• **Source extract**:
** start **

[lbo-talk] Forwarded without comment ...

Bhaskar Sunkara bhaskar.sunkara at gmail.com
Tue Feb 16 20:39:39 PST 2010


To be honest I never heard of Guy Rundle or Overland. He means December 2008, not "2009" and he bastardizes the word "Leninist" (or perhaps I should blame the KKE directly for that), but that was some interesting analysis.

What of SYRIZA polling like 15-20 percent like a year and a half ago? I thought they were posed to eclipse the KKE. What's their social base?

Youth, urban intellectuals and a chunk of the unions?

On Tue, Feb 16, 2010 at 10:59 PM, Mike Beggs <mikejbeggs at gmail.com> wrote:


> On Wed, Feb 17, 2010 at 10:58 AM, Bhaskar Sunkara
> <bhaskar.sunkara at gmail.com> wrote:
>
> > I concur. Anyway, in the 1970s Greece was along with Italy and Portugal
> > part of that "unsettled" zone of European capitalism...

** end **

• **Exercise tasks**:
(a) Decide whether each statement below agrees with the mailing list post. For each, answer yes or no and quote the words of the post that settle it.
(i) The writer says he had never heard of Guy Rundle or Overland.
(ii) The writer says Rundle meant December 2009.
(iii) The quoted message names Italy and Portugal alongside Greece.
(b) Rewrite the stretch of the mailing list post from "Youth, urban intellectuals" through "of European capitalism...", swapping "Portugal" for "Spain".

• **Data segment**:
** start **

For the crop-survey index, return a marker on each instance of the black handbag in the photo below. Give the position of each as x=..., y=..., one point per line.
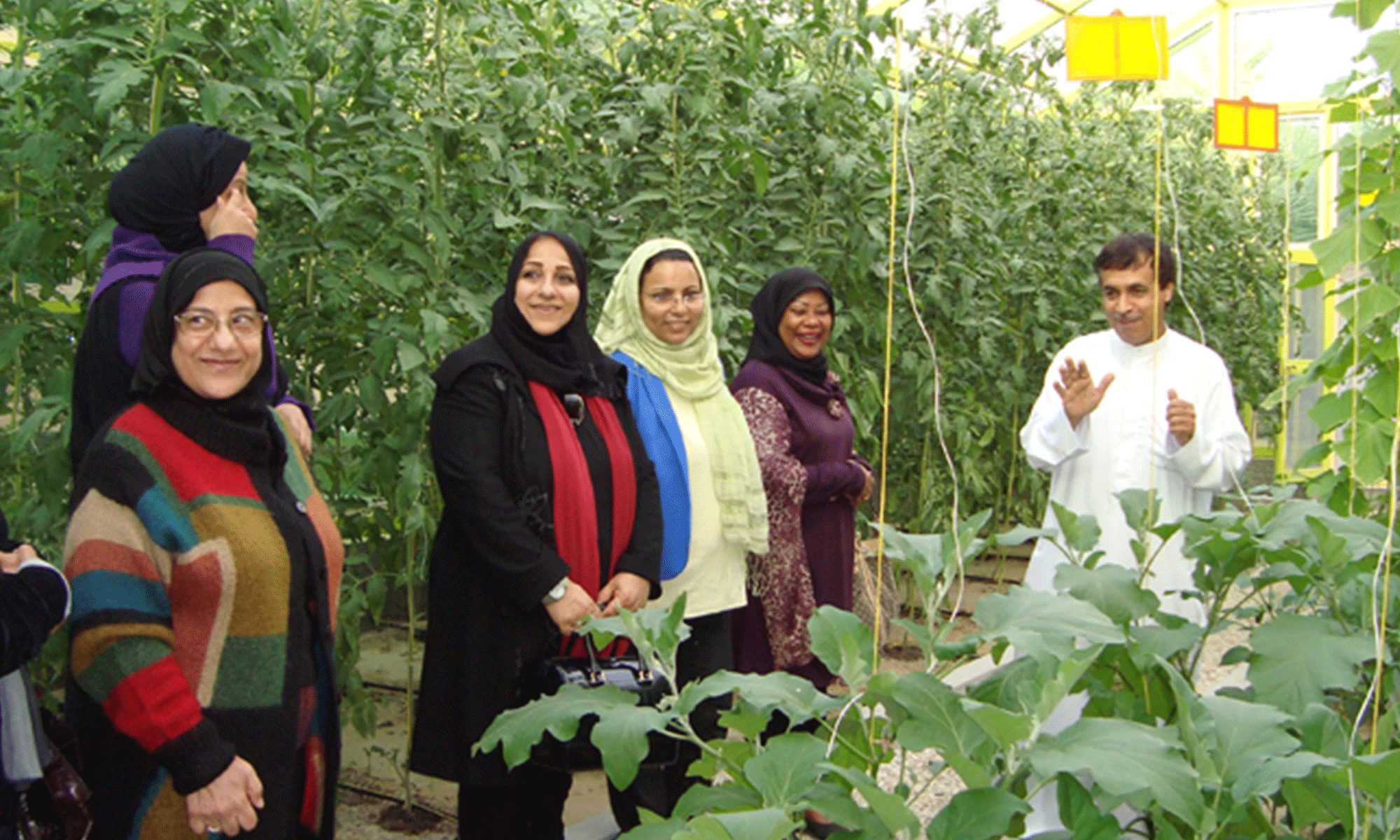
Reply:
x=626, y=673
x=57, y=807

** end **

• **Correct answers**:
(a)
(i) Yes: "To be honest I never heard of Guy Rundle or Overland."
(ii) No: "He means December 2008, not "2009""
(iii) Yes: "in the 1970s Greece was along with Italy and Portugal"

(b)
Youth, urban intellectuals and a chunk of the unions?

On Tue, Feb 16, 2010 at 10:59 PM, Mike Beggs <mikejbeggs at gmail.com> wrote:


> On Wed, Feb 17, 2010 at 10:58 AM, Bhaskar Sunkara
> <bhaskar.sunkara at gmail.com> wrote:
>
> > I concur. Anyway, in the 1970s Greece was along with Italy and Spain
> > part of that "unsettled" zone of European capitalism...